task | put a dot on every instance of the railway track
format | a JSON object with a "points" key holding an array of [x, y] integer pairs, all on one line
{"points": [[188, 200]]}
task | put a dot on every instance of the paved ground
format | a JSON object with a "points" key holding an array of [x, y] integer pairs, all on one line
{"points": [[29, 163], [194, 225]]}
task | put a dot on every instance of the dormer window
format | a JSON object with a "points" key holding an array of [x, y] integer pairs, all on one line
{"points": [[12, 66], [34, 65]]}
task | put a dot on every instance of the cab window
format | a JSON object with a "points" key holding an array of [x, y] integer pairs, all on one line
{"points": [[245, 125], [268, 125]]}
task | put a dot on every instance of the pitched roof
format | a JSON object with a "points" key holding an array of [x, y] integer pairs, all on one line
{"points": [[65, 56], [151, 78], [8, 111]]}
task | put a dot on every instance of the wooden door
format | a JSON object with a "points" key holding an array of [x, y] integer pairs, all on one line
- - -
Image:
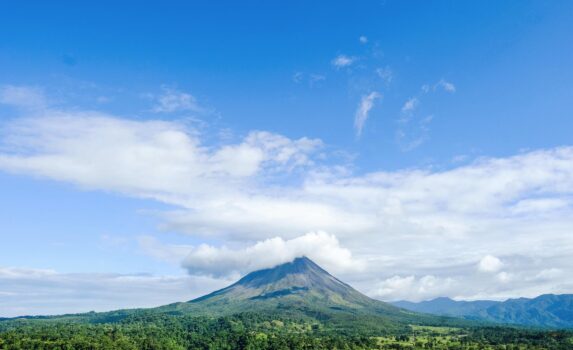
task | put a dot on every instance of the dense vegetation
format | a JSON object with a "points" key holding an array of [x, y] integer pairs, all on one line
- - -
— Objective —
Extract every line in the items above that contains the word "task".

— Exercise answer —
task | put a dot on every instance of the railway track
task | put a dot on every instance of the paved ground
task | put a dot on every instance of the dormer window
task | put a dot on every instance of the cab window
task | put a dot on every instance of the pitched roof
task | put a dot on every instance of the wooden door
task | put a dot on every instance of the dense vegetation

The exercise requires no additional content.